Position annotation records
········

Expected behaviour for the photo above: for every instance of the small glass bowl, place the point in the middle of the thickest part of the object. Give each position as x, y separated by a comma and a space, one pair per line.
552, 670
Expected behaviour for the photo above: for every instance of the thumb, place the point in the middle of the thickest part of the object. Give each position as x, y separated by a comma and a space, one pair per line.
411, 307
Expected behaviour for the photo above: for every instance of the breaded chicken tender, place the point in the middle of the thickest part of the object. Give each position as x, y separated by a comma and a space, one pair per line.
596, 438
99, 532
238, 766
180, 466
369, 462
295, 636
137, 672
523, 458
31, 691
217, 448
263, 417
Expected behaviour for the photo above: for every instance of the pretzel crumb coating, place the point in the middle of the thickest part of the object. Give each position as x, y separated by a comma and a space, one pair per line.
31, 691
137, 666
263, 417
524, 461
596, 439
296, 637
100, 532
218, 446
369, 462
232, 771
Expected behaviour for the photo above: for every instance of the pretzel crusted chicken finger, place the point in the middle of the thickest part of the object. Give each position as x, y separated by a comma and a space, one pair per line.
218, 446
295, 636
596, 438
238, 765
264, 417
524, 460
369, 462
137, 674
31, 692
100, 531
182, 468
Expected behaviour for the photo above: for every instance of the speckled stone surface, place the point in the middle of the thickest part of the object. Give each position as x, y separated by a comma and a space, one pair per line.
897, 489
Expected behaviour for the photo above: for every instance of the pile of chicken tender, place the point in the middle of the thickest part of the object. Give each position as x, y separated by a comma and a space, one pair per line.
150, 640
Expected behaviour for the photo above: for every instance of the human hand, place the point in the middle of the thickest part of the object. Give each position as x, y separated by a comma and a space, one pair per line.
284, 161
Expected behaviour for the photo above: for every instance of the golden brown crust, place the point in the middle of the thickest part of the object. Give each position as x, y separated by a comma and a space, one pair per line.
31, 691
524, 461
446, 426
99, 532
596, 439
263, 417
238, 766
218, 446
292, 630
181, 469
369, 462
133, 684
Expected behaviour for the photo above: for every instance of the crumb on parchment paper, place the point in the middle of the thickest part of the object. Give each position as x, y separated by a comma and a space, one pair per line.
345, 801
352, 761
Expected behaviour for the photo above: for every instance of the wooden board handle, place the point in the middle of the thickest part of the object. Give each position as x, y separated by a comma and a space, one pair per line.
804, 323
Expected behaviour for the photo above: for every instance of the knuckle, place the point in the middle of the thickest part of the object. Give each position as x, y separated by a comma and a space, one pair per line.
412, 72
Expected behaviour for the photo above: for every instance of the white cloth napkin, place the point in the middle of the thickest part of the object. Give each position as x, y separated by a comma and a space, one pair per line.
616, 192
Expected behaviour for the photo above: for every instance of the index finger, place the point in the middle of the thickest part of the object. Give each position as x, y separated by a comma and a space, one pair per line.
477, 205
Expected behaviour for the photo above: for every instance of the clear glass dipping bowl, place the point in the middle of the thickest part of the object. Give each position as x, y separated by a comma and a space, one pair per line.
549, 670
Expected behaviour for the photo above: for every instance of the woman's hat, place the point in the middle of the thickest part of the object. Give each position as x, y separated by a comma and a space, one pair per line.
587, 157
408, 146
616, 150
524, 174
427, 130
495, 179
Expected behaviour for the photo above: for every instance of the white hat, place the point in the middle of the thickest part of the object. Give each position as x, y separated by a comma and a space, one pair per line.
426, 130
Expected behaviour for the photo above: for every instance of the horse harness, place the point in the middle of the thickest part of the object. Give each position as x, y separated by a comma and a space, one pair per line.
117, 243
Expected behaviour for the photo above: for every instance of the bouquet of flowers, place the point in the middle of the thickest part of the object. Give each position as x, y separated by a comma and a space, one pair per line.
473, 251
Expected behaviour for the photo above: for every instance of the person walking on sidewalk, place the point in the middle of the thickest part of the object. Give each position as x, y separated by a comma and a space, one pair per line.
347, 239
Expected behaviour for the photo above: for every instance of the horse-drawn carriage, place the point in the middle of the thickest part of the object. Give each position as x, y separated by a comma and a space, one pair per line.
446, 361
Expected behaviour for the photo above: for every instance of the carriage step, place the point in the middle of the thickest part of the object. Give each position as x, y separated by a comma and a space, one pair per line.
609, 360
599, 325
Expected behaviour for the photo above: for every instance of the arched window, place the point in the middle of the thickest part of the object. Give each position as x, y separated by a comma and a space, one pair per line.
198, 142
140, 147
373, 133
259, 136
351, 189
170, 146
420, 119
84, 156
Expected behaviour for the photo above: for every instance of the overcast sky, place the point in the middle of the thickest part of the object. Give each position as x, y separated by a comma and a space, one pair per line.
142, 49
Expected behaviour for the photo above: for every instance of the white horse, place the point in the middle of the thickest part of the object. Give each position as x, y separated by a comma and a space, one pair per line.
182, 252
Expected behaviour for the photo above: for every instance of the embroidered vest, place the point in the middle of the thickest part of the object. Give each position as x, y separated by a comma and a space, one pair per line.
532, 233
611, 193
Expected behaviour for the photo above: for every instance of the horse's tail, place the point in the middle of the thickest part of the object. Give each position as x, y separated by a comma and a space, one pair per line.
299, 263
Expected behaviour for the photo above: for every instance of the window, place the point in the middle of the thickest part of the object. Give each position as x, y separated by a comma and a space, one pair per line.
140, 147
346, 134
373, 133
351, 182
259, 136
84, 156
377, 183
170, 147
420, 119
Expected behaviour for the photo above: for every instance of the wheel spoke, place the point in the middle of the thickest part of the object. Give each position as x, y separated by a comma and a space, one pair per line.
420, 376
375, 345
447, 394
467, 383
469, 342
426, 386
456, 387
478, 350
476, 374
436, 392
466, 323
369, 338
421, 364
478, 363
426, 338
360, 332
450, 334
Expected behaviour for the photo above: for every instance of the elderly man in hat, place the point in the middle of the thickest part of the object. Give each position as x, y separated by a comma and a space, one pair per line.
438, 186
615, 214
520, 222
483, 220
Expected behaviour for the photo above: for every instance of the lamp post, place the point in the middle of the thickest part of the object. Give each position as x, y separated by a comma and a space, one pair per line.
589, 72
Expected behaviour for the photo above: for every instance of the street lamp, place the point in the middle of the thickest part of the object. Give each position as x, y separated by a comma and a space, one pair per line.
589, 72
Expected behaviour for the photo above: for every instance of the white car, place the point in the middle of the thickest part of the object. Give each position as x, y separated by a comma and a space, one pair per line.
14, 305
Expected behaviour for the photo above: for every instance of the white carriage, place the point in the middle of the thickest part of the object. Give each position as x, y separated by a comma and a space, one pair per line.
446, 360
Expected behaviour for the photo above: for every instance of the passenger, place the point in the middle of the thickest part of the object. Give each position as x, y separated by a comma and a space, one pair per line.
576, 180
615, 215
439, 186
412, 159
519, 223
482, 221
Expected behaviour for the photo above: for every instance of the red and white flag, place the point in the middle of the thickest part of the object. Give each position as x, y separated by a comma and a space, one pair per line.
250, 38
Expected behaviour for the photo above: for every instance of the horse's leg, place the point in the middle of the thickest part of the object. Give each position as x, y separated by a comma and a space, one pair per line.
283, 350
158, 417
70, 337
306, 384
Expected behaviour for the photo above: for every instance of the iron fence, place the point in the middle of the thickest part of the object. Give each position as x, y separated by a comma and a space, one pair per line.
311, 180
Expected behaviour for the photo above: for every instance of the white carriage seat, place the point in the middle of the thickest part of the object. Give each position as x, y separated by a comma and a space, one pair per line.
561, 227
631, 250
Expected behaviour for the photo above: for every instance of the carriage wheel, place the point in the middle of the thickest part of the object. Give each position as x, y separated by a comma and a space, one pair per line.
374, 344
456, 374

········

Recite the full listing above exactly.

Expected behaviour for the photo above: for every instance of the small glass bowl, place the point in the middle of the thickest part of the object. Give each position as x, y separated by a comma and a space, one pair per line.
552, 670
Expected behaviour for the photo above: for every instance of the thumb, place the point in the middle of the thickest part of the object. Give each position as x, y separated by a comma and a space, one pair per line.
411, 307
Expected behaviour for the photo above: for every instance of the breaded chicken tender, place the point in the middle of the thickest part of the object. Give each position as x, y separated by a comma and a space, one pair per line.
596, 438
99, 532
238, 766
180, 466
369, 462
295, 636
137, 672
523, 458
31, 691
217, 448
263, 417
Expected behaviour for the photo above: for every instance of the pretzel crumb coating, place the point in the middle of the thickest part of the object. Give each position as x, y separated by a comma and a space, one pair per line.
31, 691
137, 666
263, 417
524, 461
596, 439
296, 637
100, 532
218, 446
369, 462
232, 771
Expected behaviour for the photo above: for every instance of the pretzel crusted chicken finger, place the point in the middle of the thickest part of the object. Give each position as x, y separated by a comma and a space, one pair per line.
218, 446
295, 636
596, 438
238, 765
264, 417
524, 460
369, 462
137, 674
31, 692
100, 531
182, 468
Expected behaviour for the photo above: for every instance of the speckled stone surface, place the point in the middle of the thickest part of the object. Give each position as x, y separated by a comma and a space, one pair per line.
897, 489
Expected behaviour for the photo above: for every instance of the pile of chicken tender, place the point in the middle of the thickest part of the object. Give each position as x, y separated by a comma and a space, one pair per line.
150, 640
Expected behaviour for the photo above: for every instance of the human hand, place the point in the middle of the thickest part of the object. Give each position as x, y separated by a comma and a space, one pair per line.
284, 161
Expected behaviour for the photo above: for every instance of the golden brown crust, place the point in the middle of the thickest part of the object. Give each position as x, y separated by a comma and a space, one pair per line.
31, 691
524, 461
446, 426
99, 532
596, 439
263, 417
238, 766
218, 446
292, 630
181, 469
369, 462
133, 684
Expected behaviour for the photo above: for every instance of the crumb on parchment paper, place the point in the middle of the thickest part of the object. Give each position as x, y separated by a comma and a space, one pair per line.
345, 801
352, 761
Expected behaviour for the photo above: for every instance of the wooden board handle, place the point in the middle of the thickest part of the object. Give each position as x, y separated by a comma and a space, one pair per line.
804, 323
Expected behaviour for the photo above: for every instance of the knuckle, place the point in the middle of the thickest part of the object. Give each position as x, y separated by a comma and a space, one pair per line.
412, 72
Expected behaviour for the photo above: for every instance of the white cloth napkin, place the point in the middle of the thickest part of the object. Give each position as x, y separated by a comma and a space, one pair per line.
616, 192
Expected behaviour for the photo above: for every instance of the index finger, place the point in the middle of the thickest part of the object. Give each position as x, y separated by a comma and a space, one pair per line.
477, 205
Expected behaviour for the photo above: for every instance of the clear glass dipping bowl, place the point in the middle of the thickest part of the object. Give each position as x, y separated by a comma and a space, one pair per line.
549, 670
Expected behaviour for the photo above: for every instance of the woman's hat, place the point in the middle of the thickest part of the object. Give each position as x, y separated by a comma and a space, one pair per line.
587, 157
408, 146
616, 150
524, 174
427, 130
495, 179
Expected behaviour for the photo above: for every instance of the white hat, place the point in the middle of the thickest part of the object. Give each position as x, y separated by a comma and a space, one pair per line.
426, 130
Expected behaviour for the photo above: for every instance of the horse harness, place the point in the middle of the thickest part of the object. Give each position as x, y separated by a comma and a space, one pair per line.
117, 243
Expected behaviour for the photo above: for every instance of the bouquet of flowers, place the point in the middle of the thickest part of the object. Give each position as x, y separated by a comma and a space, one pair per line.
473, 251
Expected behaviour for the photo above: for every instance of the person walking on sidewalk, place the point in the middle of the thickest part of the object. Give each position as x, y separated by a comma and a space, one pair per line.
347, 239
Expected behaviour for the photo above: for every instance of the horse-drawn carriage, place the point in the middle of the thickest part of the object. Give each position as x, y separated by a comma and a space, one pair per line.
446, 361
Expected behaviour for the photo above: for every instance of the carriage step, place the point in the middle of the thickest part of the object. Give each position as x, y separated by a comma and a space, one pair per line.
609, 360
599, 325
Expected behaviour for the photo above: for every instance of the arched window, place the point in the middle of the thickest part of the object. Give each position as x, y separated by a comma and a space, one pair per line.
198, 142
140, 147
373, 133
259, 136
351, 189
170, 146
420, 119
84, 156
Expected behaviour for the photo above: for every instance of the overcast sky, place the point in the middle of the thickest part of the object. Give each position as x, y separated by a comma and a space, one pair per line.
142, 49
Expected behaviour for the photo above: for every instance of the white horse, place the point in the middle of the thickest part of the object. Give each position as x, y separated by a comma and a space, one pair per line.
182, 252
Expected behaviour for the photo above: for every instance of the embroidered vest, place the point in the middle of the thickest part of the object. Give each position as x, y separated by a comma and a space, one pair per line.
532, 233
611, 193
Expected behaviour for the photo above: for every instance of the horse's tail, place the point in the middle of the thickest part of the object. Give each position as x, y separated by a comma and a space, one pair per line.
299, 263
Expected behaviour for the photo above: for every instance of the window, place the point in the middle of the thickest part of the object. Give each position as x, y separated by a comma and a space, one pair per line.
140, 147
346, 134
373, 133
351, 182
259, 136
84, 156
377, 183
170, 147
420, 119
Expected behaviour for the photo above: for every instance of the wheel spoke, place the point in the middle of the thickest part of the object. Give each position as x, y separated by a comma and a space, one pair per line.
420, 376
375, 345
447, 394
467, 383
469, 342
426, 386
456, 387
478, 350
476, 374
436, 392
466, 323
369, 338
421, 364
478, 363
426, 338
360, 332
450, 334
Expected behaviour for the photo above: for every instance of the elderly man in hat, place the point in the middle of the thickest part of the object. Give each position as x, y separated by a comma and a space, one pair per line.
438, 186
615, 214
520, 222
483, 220
Expected behaviour for the photo above: for every instance of the lamp post, place the point in the middle of the thickest part of the object. Give each position as x, y separated by a comma and a space, one pair per line.
589, 72
Expected behaviour for the photo above: for every instance of the street lamp, place the point in the middle of the thickest part of the object. Give each position as x, y separated by a comma and a space, one pair per line.
589, 72
Expected behaviour for the photo above: for every instance of the white car, place the point in the middle of the thickest part of the object. Give each position as x, y separated by a comma and a space, one pair per line.
14, 305
Expected behaviour for the photo above: for every instance of the white carriage, place the point in the middle of the thickest part of the object. Give each position as x, y separated by a comma and a space, one pair per line.
446, 360
Expected behaviour for the photo above: for every instance of the passenger, place the point in the middle of the thickest part of the object. Give each position as x, y separated by a comma and a space, one pair per line.
576, 180
615, 215
439, 186
412, 159
519, 223
482, 221
Expected behaviour for the photo above: for every instance of the red and white flag, place the point in the middle of the thickest part of the object. Give each position as x, y separated by a comma and a space, one pair per line.
250, 38
Expected behaviour for the photo above: for every instance of the horse's leg, place the point in the middle of the thickest part of the object. Give each position as x, y separated by a comma and a space, one pair per line.
283, 350
158, 417
70, 337
306, 384
Expected behaviour for the photo above: for every instance of the iron fence, place the point in the middle of the thickest part of the object. Give each position as x, y separated by a comma and a space, one pair per line.
311, 180
Expected behaviour for the photo above: for every instance of the white carriage seat, place the point in the middle of the thickest part of the object. Give each position as x, y separated by a comma and a space, one pair per line.
561, 227
631, 250
Expected behaviour for the photo above: for every instance of the carriage wheel, place the point in the middle of the thickest part of the object. Give each position as x, y separated by a comma and a space, one pair per line.
374, 344
456, 374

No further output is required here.